Records from a collection.
Content starts

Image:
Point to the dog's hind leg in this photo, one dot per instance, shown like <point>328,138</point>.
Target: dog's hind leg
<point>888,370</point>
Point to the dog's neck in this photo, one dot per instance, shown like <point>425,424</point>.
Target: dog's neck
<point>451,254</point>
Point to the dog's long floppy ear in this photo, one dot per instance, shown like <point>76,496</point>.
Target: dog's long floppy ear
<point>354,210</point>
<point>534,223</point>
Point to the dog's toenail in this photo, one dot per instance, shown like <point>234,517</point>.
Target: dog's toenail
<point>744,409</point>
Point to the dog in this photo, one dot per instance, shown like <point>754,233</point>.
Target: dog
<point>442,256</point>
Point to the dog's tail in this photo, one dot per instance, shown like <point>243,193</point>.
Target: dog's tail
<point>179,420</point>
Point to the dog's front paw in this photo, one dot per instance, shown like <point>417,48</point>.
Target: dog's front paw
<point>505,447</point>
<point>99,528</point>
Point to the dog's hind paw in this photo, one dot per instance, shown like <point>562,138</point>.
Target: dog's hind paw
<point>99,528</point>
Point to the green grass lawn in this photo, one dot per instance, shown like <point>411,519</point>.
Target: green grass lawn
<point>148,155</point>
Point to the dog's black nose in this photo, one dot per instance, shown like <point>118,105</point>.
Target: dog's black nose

Content ends

YOUR TASK. If a line in the records contains "black", report it.

EXERCISE SOLUTION.
Point to the dog's black nose in this photo, one dot per instance, shown like <point>118,105</point>.
Target: dog's black nose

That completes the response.